- **Reading passage**
The Salassi or Salasses were a Gallic or Ligurian tribe dwelling in the upper valley of the Dora Baltea river, near present-day Aosta (Val d'Aosta), during the Iron Age and the Roman period.

Name 
They are mentioned as dià Salassō̃n (διὰ Σαλασσῶν) by Polybius (2nd c. BC) and Strabo (early 1st c. AD), as Salassi by Livy (late 1st c. BC), as Salassos by Pliny (1st c. AD), as Salasíon (Σαλασίον) by Ptolemy (2nd c. AD), as Salassoí (Σαλασσοί) by Appian (2nd c. AD).

The origin of the ethnic name Salassi remains unclear. If Celtic, it may derive from the root sal-, with various possible explanations regarding the word-formation. According to Cato the Elder and Strabo, the Salassi were a Ligurian tribe.

Geography 
The Salassi lived in the upper valley of the Dora Baltea river, where they controlled the Great and Little St Bernard passes in the Alps, collecting road tolls, and gold and iron mines. Their territory was located south of the Veragri, north of the Iemerii and Taurini, west of the Lepontii, Montunates and Votodrones, east of the Acitavones. According to Cato, they were part of the Taurisci.

History 
They were subjugated by the Roman forces of Claudius in 143 BC. The Roman Republic took over the rich gold deposits, and a colony was later planted in 100 BC at Eporedia (Ivrea) to take control of the Alpine route into the Po Valley and guard over the Salassi. 

Relations with the Romans were not uniformly peaceful; Strabo mentions that the Salassi robbed Julius Caesar's treasury and threw rocks on his legions on the grounds that they were making roads and building bridges. There may have been a Roman campaign against the Salassi in 35 or 34 BC, launched from the valley of the Isère river under Antistius Vetus or Marcus Valerius Messalla Corvinus.

- **Directions**
- a) Answer these questions from the passage on the Salassi:
(i) In the upper valley of which river did the Salassi live?
(ii) Whose Roman forces subjugated the Salassi, and in what year?
(iii) Where was the Roman colony planted in 100 BC?
- b) Go on with the passage on the Salassi, picking up right after its last sentence.
The records that come next are separate material and have no connection to the passage on the Salassi.

- **Entries provided**

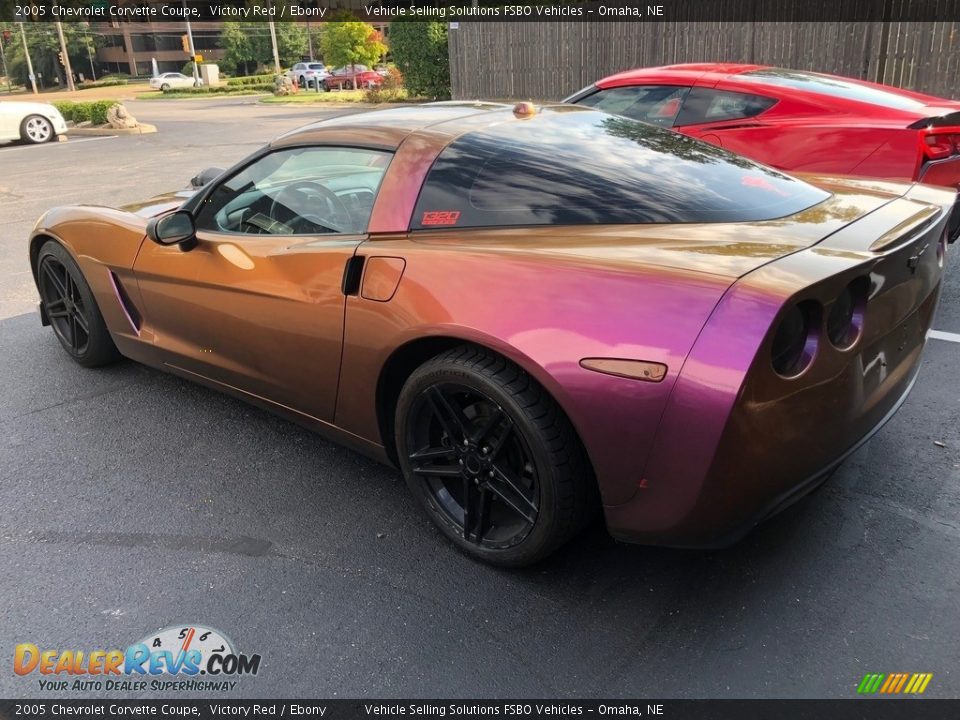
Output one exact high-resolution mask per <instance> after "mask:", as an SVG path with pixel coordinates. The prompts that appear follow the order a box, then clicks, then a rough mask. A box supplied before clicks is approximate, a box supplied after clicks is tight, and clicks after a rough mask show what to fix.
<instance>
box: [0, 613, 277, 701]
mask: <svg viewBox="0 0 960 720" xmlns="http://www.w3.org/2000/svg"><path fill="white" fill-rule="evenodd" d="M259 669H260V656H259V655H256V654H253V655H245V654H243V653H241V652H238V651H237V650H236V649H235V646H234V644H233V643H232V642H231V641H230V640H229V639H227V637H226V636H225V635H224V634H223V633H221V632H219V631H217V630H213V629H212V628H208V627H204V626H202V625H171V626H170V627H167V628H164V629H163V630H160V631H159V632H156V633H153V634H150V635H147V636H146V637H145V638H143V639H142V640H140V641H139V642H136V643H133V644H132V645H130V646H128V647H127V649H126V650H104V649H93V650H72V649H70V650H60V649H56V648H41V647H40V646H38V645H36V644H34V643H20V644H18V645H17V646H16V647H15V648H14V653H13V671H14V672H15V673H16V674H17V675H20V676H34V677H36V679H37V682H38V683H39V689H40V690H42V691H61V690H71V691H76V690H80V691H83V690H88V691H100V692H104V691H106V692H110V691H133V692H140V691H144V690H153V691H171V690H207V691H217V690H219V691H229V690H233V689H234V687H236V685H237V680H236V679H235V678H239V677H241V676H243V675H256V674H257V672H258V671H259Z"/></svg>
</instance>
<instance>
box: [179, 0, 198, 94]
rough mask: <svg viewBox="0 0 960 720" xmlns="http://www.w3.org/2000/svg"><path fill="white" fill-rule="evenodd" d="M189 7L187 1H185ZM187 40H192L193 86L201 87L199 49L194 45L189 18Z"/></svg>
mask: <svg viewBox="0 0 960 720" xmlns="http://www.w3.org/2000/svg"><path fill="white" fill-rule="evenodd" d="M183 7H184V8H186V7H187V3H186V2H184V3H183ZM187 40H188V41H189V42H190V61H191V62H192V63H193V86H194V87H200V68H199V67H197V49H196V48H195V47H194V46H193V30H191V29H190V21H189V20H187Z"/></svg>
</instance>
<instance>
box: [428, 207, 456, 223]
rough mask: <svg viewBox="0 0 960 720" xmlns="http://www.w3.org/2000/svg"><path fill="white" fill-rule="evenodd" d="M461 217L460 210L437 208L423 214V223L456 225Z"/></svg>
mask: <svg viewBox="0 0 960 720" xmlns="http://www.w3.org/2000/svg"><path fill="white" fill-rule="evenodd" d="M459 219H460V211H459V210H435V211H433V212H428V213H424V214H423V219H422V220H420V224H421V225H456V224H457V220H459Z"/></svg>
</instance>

- **Task-by-task answers**
- a)
(i) The Dora Baltea river.
(ii) The forces of Claudius, in 143 BC.
(iii) At Eporedia (Ivrea).

- b)
For their last decade of freedom the Salassi – alongside some other, mainly Alpine, tribes subjugated by 14 BC – were almost the only remaining groups not under Roman control in the Mediterranean basin. After the Battle of Actium in 31 BC the Roman world was united under one ruler, Augustus, who could concentrate Roman forces against remaining holdouts. 

They were definitely conquered by Aulus Terentius Varro Murena in 25 BC, and the colony of Augusta Praetoria (modern Aosta) was founded in the following year with 3,000 settlers. Strabo records that two thousand Salassi were killed and all the survivors, nearly 40,000 men, women, and children, were taken to Eporedia and sold into slavery. However, some remained; an inscription found near the west gate of Augusta Praetoria Salassorum is a dedication to Augustus dated 23 BC of a statue (?) by "the Salassi who had joined the colony from its beginning."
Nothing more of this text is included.